▶ [PAGE EXTRACT]:
====================

Earth Day

Monday, February 8, 2016

Sermon for Transfiguration Sunday, Our Whole Lives Sunday, February 7, 2016

C Transfiguration BFC 2016
2 Corinthians 3:12-4:2; Luke 9:28-36
February 7, 2016

        Church of the Open Arms in Oklahoma City, Oklahoma, began as a United Methodist Church with a United Methodist Church pastor.  When their pastor came under attack for officiating at gay and lesbian weddings, she was brought up on charges by a member of another United Methodist Church.  Rather than stay and fight within a process I think of as equivalent to the Salem witch trials, their pastor turned to the United Church of Christ and the congregation followed.  I was honored to be asked to speak to their congregation on the issues of inclusive and expansive language. 
But I did less teaching the weekend I was there and more learning.  Their pastor helped me to understand gender and sexuality as a spectrum rather than as two distinct, binary poles.  Intellectually, I was excited by these new learnings.  It was transformative for me.  But the real test came the next day when we greeted members of the congregation and a person I can only describe as looking like Abe Vigoda who played Fish on Barney Miller, but for his high heels and long, blond wig.  He or she looked directly me in the eye, thanked me for my presentation, and waited to see if I would maintain eye contact.  I’m not sure that I did.  I think there was a hope that I might be different.  I doubt that I was.  Could I look beyond the trappings to see the image of God found in this person?

====================

▶ [DATA RECORDS]:
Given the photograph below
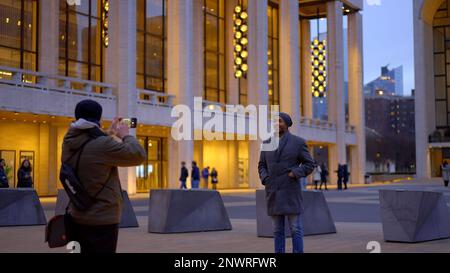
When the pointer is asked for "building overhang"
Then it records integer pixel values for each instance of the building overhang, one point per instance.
(313, 9)
(439, 145)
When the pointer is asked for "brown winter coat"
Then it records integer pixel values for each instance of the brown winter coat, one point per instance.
(100, 160)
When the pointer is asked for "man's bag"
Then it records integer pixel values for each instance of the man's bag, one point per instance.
(76, 191)
(56, 231)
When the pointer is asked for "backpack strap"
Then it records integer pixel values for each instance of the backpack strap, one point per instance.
(76, 171)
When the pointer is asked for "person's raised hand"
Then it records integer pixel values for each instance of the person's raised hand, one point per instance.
(113, 128)
(122, 130)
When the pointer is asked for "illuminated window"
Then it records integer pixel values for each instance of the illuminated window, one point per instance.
(80, 40)
(214, 50)
(273, 55)
(18, 34)
(243, 83)
(151, 47)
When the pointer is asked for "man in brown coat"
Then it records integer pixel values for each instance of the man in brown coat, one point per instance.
(97, 228)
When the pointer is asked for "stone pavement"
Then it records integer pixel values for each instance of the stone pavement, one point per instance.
(356, 213)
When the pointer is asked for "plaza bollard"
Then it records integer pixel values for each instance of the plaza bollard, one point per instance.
(317, 218)
(414, 216)
(128, 220)
(20, 207)
(183, 211)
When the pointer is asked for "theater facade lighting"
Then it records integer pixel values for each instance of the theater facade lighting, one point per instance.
(240, 41)
(105, 22)
(319, 68)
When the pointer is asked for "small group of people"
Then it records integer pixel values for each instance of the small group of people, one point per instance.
(195, 176)
(320, 175)
(24, 175)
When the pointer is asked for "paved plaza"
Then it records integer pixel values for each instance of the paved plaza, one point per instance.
(355, 212)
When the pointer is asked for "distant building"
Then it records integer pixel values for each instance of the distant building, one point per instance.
(390, 83)
(432, 83)
(390, 133)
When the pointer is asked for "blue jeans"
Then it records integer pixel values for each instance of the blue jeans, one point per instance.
(296, 225)
(195, 184)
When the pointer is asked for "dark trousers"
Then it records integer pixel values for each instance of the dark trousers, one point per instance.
(339, 183)
(323, 182)
(94, 239)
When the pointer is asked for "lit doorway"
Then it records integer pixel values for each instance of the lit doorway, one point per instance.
(153, 173)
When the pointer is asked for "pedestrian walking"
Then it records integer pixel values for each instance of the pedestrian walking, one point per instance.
(280, 171)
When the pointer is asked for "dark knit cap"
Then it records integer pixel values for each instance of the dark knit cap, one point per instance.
(89, 110)
(286, 118)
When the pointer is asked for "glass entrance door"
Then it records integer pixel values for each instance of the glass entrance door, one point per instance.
(150, 175)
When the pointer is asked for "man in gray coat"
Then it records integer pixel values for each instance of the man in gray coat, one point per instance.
(280, 172)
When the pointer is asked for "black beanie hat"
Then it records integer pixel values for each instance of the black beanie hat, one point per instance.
(89, 110)
(287, 119)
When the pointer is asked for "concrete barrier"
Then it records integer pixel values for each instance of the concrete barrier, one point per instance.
(128, 220)
(182, 211)
(414, 216)
(20, 207)
(317, 218)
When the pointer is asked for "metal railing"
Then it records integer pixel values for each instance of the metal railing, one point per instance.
(53, 83)
(154, 98)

====================

▶ [DIRECTION 1]:
Using the sermon above, decide whether each statement agrees with it, answering yes or no and quoting the words that decide it.
(a) The Oklahoma City pastor was brought up on charges by a member of another United Methodist Church.
(b) The speaker was asked to speak to the congregation on inclusive and expansive language.
(c) The speaker did more teaching than learning during the weekend visit.
▶ [DIRECTION 2]:
Rewrite everything in the sermon from "Church of the" down to "and expansive language.", changing "Salem witch trials" to "Spanish Inquisition".

▶ [COMPLETE RESPONSE 1]:
(a) Yes: "she was brought up on charges by a member of another United Methodist Church"
(b) Yes: "I was honored to be asked to speak to their congregation on the issues of inclusive and expansive language"
(c) No: "But I did less teaching the weekend I was there and more learning"

▶ [COMPLETE RESPONSE 2]:
Church of the Open Arms in Oklahoma City, Oklahoma, began as a United Methodist Church with a United Methodist Church pastor.  When their pastor came under attack for officiating at gay and lesbian weddings, she was brought up on charges by a member of another United Methodist Church.  Rather than stay and fight within a process I think of as equivalent to the Spanish Inquisition, their pastor turned to the United Church of Christ and the congregation followed.  I was honored to be asked to speak to their congregation on the issues of inclusive and expansive language.